▶ _Written problem_
Resize the items below, beginning with the line that contains "Single out each amber" and ending with the last line of the items. Copy each of those lines again, keeping every request line unchanged, and multiply each bounding box coordinate in the answers by 0.45, rounding to whole numbers with halves going up.

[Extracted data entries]
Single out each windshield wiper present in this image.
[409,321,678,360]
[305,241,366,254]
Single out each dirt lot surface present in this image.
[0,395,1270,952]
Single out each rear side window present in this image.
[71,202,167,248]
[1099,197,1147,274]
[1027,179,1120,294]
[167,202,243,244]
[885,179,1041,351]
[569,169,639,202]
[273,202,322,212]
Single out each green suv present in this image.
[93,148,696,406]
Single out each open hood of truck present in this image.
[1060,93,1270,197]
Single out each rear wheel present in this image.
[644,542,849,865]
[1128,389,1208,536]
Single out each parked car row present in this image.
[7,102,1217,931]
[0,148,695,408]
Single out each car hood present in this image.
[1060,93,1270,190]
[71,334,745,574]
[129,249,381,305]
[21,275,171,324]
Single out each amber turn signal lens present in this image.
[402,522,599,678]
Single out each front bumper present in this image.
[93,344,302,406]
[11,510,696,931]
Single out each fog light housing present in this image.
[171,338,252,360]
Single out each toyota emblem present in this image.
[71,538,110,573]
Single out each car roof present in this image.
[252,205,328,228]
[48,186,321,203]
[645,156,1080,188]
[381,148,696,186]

▶ _Task answer_
Single out each amber turn signal lens present in this image.
[181,235,270,305]
Single out each front bumper present in this image.
[42,155,136,183]
[5,230,313,419]
Single out each fog light housing present in this image.
[77,152,113,162]
Single out each toyota emblem present in this image.
[32,242,50,258]
Single out each car roof present in this image.
[113,92,148,103]
[22,84,144,91]
[290,70,486,85]
[171,67,313,84]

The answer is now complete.